**What is required**
Restate every record exactly as it is written, while omitting the pictures it holds.

Records drawn from a dataset
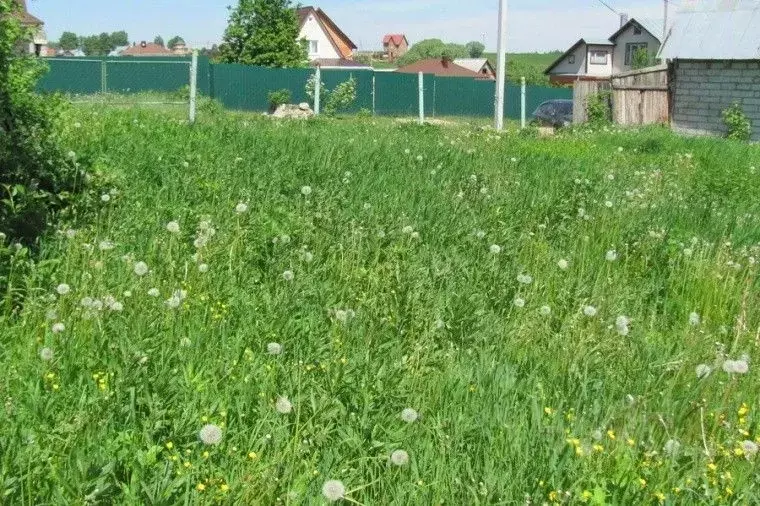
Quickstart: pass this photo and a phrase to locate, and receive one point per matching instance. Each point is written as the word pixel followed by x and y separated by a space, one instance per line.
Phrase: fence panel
pixel 69 75
pixel 247 88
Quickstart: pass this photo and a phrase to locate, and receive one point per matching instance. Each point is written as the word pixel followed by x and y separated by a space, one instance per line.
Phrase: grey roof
pixel 715 30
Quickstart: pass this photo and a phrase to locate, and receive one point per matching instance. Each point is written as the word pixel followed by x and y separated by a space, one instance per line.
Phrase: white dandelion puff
pixel 141 269
pixel 172 227
pixel 703 371
pixel 409 415
pixel 283 405
pixel 399 458
pixel 210 434
pixel 46 354
pixel 333 490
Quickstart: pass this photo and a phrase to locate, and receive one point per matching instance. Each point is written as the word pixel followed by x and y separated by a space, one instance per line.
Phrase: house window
pixel 598 57
pixel 631 49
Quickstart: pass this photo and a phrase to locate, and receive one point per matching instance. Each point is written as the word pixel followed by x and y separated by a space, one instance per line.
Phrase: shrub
pixel 598 107
pixel 738 125
pixel 278 98
pixel 341 98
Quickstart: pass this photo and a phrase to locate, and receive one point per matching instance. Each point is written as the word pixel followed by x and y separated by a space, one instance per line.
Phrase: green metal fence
pixel 247 88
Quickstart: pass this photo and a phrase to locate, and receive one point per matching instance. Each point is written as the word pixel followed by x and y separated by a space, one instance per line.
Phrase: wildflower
pixel 333 490
pixel 400 458
pixel 283 405
pixel 46 354
pixel 409 415
pixel 703 371
pixel 671 448
pixel 141 268
pixel 210 434
pixel 172 227
pixel 525 279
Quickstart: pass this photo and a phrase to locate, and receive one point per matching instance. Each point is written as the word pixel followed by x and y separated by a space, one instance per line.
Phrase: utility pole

**Response for this exercise**
Quickstart: pass this photo and a phrase to locate, and receive one point per matching instance. Each point is written as the word pixel followed by x and y separated by a space, one instance per line.
Phrase: fence panel
pixel 69 75
pixel 247 88
Quickstart: pass this photo and a phrase to locate, and receive one point per matching instance. Each point is written as the word pixel followed by x and y separated by a space, one instance per line.
Phrase: grey roof
pixel 715 30
Quickstart: pass this photo and a phrase to locate, and receive one point per matching instance. Each point is written as the word pixel followed by x and y separated by a space, one instance per line.
Phrase: white dandelion puff
pixel 141 269
pixel 172 227
pixel 703 371
pixel 409 415
pixel 283 405
pixel 399 458
pixel 210 434
pixel 46 354
pixel 333 490
Quickstart: pass this photo and a phrase to locate, and receive one point per matching instance. Each point is written as the word pixel followed by x and y separated by a space, one instance per line.
Phrase: house window
pixel 598 57
pixel 631 49
Quickstart: pass this photo and a phrase to locate, and receive one point per matching instance. Each point is written as the word pixel followed by x and y separated by a space, one instance per line.
Phrase: shrub
pixel 598 107
pixel 738 125
pixel 278 98
pixel 341 98
Quickstart: pass this photo and a phrase to locate, and receive one point per matching instance. Each point is written as the word pixel followed by x and y separated by a space, one instance per line.
Phrase: green metal fence
pixel 247 88
Quickstart: pass this photo and a phrase to locate, and receive one point per matching instance. Each point is written as the word pixel followed by x and y separated by a space, one instance per line.
Phrase: wildflower
pixel 333 490
pixel 400 458
pixel 283 405
pixel 46 354
pixel 409 415
pixel 703 371
pixel 671 448
pixel 141 268
pixel 210 434
pixel 172 227
pixel 525 279
Quickstart: pass this photo and a phrase to locate, and receive one point per matching instance. Each point is written as the word pixel followed by x and y separated by a space, one instance per line.
Phrase: utility pole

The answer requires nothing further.